> _Your task_:
Reproduce every line of the records below verbatim, omitting the pictures from your answer.

> _Data entries_:
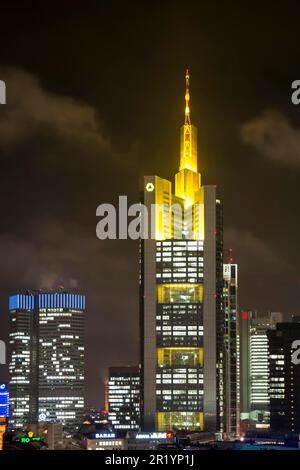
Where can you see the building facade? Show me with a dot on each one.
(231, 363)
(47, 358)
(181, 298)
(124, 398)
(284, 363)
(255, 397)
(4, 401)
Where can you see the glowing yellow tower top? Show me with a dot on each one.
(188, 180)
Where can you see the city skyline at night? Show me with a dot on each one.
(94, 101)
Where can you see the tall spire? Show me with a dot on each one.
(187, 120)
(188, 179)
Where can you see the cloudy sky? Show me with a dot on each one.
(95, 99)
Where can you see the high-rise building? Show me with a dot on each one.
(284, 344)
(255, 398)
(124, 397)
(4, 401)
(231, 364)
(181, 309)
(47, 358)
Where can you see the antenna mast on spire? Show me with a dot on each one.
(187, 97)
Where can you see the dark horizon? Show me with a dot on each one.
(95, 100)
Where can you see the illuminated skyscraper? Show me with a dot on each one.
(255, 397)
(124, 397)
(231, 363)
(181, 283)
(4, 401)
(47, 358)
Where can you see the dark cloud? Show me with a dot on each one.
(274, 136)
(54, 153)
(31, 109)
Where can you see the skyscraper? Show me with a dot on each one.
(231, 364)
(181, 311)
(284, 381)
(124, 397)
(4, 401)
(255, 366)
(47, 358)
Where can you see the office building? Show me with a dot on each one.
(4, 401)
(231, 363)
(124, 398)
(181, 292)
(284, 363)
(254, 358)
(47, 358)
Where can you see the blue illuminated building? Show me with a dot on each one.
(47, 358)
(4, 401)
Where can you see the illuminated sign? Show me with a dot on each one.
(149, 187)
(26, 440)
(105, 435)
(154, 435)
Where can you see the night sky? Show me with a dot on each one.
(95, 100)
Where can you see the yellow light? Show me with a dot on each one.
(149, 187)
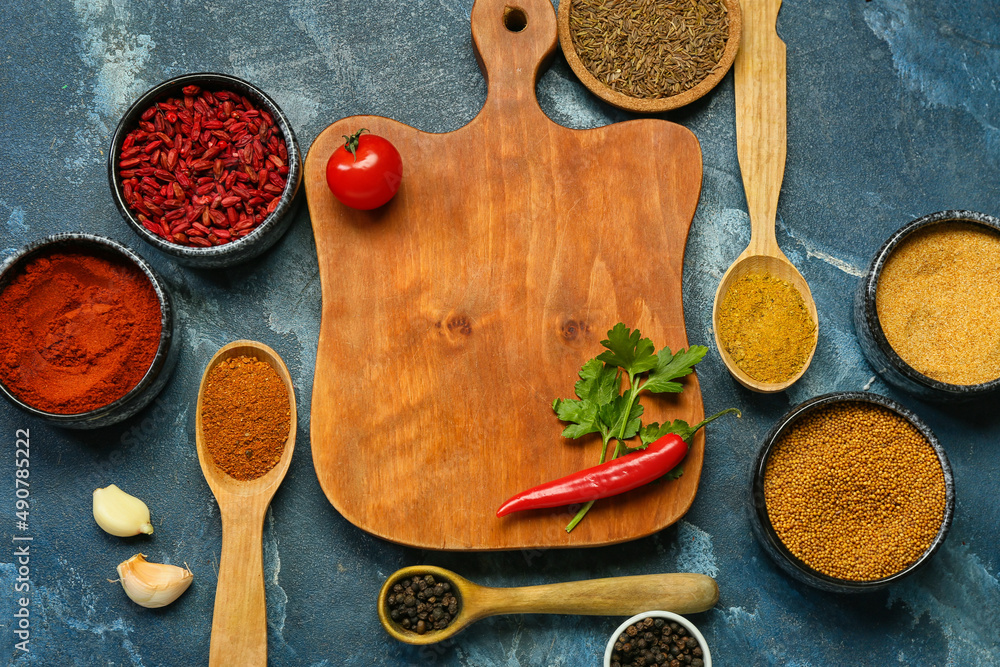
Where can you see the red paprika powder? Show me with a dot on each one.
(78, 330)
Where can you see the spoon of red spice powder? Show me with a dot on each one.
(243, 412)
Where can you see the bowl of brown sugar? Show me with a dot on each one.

> _Answer to the task_:
Where can you see the building facade? Show me with a dot on each one.
(231, 363)
(47, 358)
(181, 298)
(124, 398)
(284, 363)
(255, 397)
(4, 401)
Where can you see the glowing yellow tower top? Show me with a dot on each one.
(188, 180)
Where can you see the city skyline at night? Show me with a dot on each one.
(94, 101)
Where can you see the tall spire? Show me with a dot on each one.
(187, 120)
(188, 179)
Where can you see the cloudy sky? Show me with a dot on each one.
(95, 99)
Where can you see the high-rise building? Show me with a dot on each one.
(284, 344)
(255, 398)
(124, 397)
(4, 401)
(231, 364)
(181, 309)
(47, 358)
Where can you see the antenna mast on spire? Show me with a dot on each one.
(187, 97)
Where can you see the dark horizon? Show me with a dot on each one.
(95, 100)
Where can you see the illuminated skyscraper? Show me with a dot on each one.
(255, 397)
(124, 397)
(231, 363)
(181, 283)
(4, 401)
(47, 358)
Where can you see the dark cloud? Show me with a dot on each one.
(274, 136)
(54, 153)
(31, 109)
Where can you see the skyscraper? Show me with a dot on each one.
(231, 364)
(181, 311)
(284, 381)
(124, 397)
(4, 401)
(255, 366)
(47, 358)
Where can you see the office building? Show me with a dot on each one.
(4, 401)
(231, 363)
(124, 398)
(181, 292)
(284, 363)
(254, 358)
(47, 358)
Where can you see the blue illuminated building? Show me with a dot on each one.
(47, 358)
(4, 401)
Where can you see the illuminated sign? Show me with a dot on each one.
(149, 187)
(26, 440)
(105, 435)
(154, 435)
Where can you see the night sky? Show me with a dot on each one.
(95, 100)
Where can you see the yellow light? Show me with a dot on each one.
(149, 187)
Where can you see the red paprika powder? Show me with a dot on each one.
(78, 330)
Where can you see the spoon of red spice powder? Show me with a dot on each one.
(243, 412)
Where can you see the bowl of brown sugar? Show me with a dot on each one.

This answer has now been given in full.